Select every line in the entries below that contains the word "wheat" and copy each one. Case counts.

☆ ☆ ☆ ☆ ☆ ☆ ☆

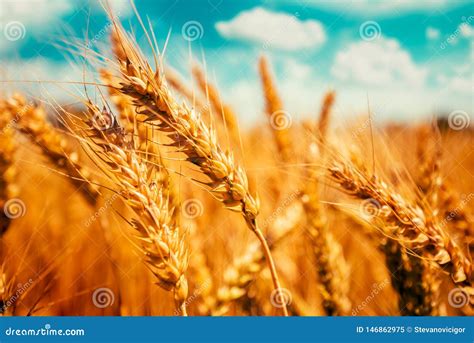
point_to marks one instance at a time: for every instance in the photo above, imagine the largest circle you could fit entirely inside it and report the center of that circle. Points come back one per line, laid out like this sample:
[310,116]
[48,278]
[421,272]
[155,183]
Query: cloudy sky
[411,59]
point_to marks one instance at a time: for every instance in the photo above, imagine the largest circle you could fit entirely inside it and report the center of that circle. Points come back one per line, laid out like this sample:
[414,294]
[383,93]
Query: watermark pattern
[370,30]
[46,331]
[196,293]
[108,203]
[192,208]
[376,289]
[14,30]
[280,120]
[192,30]
[11,124]
[458,297]
[458,120]
[14,208]
[103,297]
[21,288]
[280,297]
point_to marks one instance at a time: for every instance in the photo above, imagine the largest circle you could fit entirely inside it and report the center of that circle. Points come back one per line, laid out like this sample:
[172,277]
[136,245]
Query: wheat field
[149,199]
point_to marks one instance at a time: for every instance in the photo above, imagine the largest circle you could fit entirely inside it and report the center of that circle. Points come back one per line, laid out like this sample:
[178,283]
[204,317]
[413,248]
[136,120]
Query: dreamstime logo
[280,297]
[370,30]
[192,30]
[192,208]
[104,120]
[458,297]
[14,30]
[103,297]
[458,120]
[280,120]
[14,208]
[370,207]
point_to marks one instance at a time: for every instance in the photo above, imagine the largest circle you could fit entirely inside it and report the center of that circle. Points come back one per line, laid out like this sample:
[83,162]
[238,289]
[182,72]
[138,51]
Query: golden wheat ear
[8,171]
[141,185]
[274,109]
[191,136]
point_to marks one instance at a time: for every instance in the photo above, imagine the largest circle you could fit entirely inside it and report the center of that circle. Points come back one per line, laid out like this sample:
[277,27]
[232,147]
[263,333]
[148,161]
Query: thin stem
[271,266]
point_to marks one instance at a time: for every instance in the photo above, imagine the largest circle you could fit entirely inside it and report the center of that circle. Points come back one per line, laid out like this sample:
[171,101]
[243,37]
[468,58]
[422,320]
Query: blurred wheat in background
[148,198]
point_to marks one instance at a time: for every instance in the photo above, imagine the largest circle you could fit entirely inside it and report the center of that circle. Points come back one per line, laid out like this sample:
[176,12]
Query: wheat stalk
[212,94]
[407,222]
[332,268]
[273,108]
[190,135]
[244,269]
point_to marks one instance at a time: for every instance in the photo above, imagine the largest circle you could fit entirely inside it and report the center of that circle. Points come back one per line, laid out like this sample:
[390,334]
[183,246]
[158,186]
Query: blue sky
[412,58]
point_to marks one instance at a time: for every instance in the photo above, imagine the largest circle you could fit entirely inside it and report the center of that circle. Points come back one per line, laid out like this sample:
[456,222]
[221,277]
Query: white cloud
[273,29]
[432,33]
[34,13]
[366,8]
[379,62]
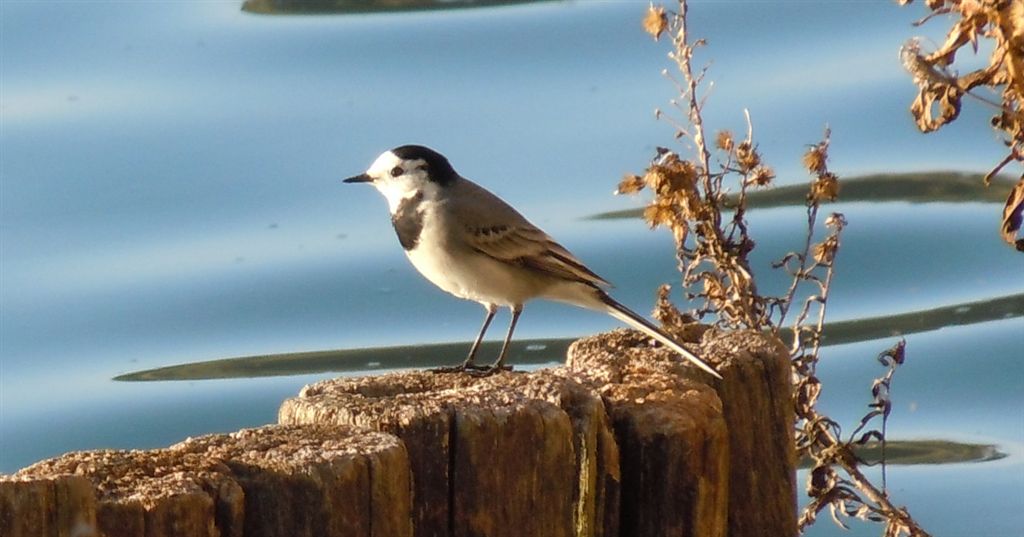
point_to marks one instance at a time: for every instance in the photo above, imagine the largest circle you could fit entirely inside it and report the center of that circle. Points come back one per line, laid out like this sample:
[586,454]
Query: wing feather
[495,229]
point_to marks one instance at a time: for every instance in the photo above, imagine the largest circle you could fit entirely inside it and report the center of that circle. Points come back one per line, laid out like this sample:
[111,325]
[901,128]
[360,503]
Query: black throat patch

☆ ☆ ☆ ☆ ☆ ☆ ☆

Full output ::
Query: wheat field
Query: golden wheat ear
Query: blurred wheat in background
Query: wheat stalk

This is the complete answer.